Vorliegender Text:
┌────────

Wie hoch war der Verbrauch früher?
40 Liter und mehr. Früher hatte das aber auch eine geringere Bedeutung, da der Treibstoff preis niedriger war. Es ging mehr darum, wie standfest ein Fahrzeug war. Wir haben es heute der Technik und dem Umdenken der Wirtschaft zu verdanken, dass die Lkws bis zu 25 Prozent weniger Treibstoff verbrauchen und standfester geworden sind.

Mit der Fähre nach Mallorca (Bild: Gebrüder Weiss)

Wie sehen eigentlich Ihre Arbeitszeiten aus?
Meine Arbeitswoche beginnt am Sonntag um 22 Uhr und endet – wenn es gut geht – am Freitag um 21 Uhr. Die wöchentliche Fahrzeit ist auf 47 Stunden begrenzt. Diese Zeit muss so effizient wie möglich genutzt werden. Am besten ist es, wenn man im Rhythmus 9:9:9 fährt. Das heißt 9 Stunden fahren, 9 Stunden Pause, wieder 9 Stunden fahren. Wenn ich einen Tag weniger fahre, entsteht wegen der vorgeschriebenen Ruhezeiten ein Minus, das sich schwer abbauen lässt.

Das hört sich stressig an.
Nein, das ist es nicht. Stress macht man sich selbst. Ich teile es mir ein. Wenn ich diszipliniert bin und nicht zu viele Pausen einlege, dann klappt es. Disziplin ist das A & O auf der Straße.

Wann haben Sie Feierabend? Wo übernachten Sie?

└────────

Vorliegende Zeilen:
┌────────

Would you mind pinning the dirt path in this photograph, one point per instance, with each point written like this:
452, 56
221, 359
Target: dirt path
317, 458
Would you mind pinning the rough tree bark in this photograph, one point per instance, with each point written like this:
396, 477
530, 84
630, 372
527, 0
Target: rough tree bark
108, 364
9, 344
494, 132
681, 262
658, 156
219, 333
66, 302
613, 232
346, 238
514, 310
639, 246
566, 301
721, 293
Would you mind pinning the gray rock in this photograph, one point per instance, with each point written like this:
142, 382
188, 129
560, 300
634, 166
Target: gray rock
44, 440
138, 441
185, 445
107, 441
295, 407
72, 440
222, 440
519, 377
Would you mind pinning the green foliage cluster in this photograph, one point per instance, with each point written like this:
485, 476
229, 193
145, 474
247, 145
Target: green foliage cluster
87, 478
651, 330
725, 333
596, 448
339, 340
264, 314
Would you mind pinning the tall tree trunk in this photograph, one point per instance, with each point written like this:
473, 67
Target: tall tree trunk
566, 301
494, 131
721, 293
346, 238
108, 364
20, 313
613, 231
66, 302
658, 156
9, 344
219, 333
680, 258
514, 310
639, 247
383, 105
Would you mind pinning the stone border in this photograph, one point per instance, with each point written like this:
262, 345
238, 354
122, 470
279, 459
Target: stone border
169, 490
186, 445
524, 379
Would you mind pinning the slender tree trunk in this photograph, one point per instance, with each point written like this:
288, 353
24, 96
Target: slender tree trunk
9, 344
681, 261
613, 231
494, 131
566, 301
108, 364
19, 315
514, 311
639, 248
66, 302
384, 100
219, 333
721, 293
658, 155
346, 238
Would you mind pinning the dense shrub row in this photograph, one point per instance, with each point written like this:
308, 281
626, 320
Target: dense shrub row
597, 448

└────────

Arbeitsauftrag 1:
Beantworte anhand des vorliegenden Textes:
(a) Wie viele Liter verbrauchten Lkws früher?
(b) Auf wie viele Stunden ist die wöchentliche Fahrzeit begrenzt?
(c) Wann beginnt die Arbeitswoche des Fahrers?
Arbeitsauftrag 2: Nenne sämtliche Fragen, die im vorliegenden Text gestellt werden.
Die Zeilen stammen aus einer anderen Quelle als der Text.

Antwort 1:
(a) 40 Liter und mehr.
(b) Auf 47 Stunden.
(c) Am Sonntag um 22 Uhr.

Antwort 2:
- Wie hoch war der Verbrauch früher?
- Wie sehen eigentlich Ihre Arbeitszeiten aus?
- Wann haben Sie Feierabend?
- Wo übernachten Sie?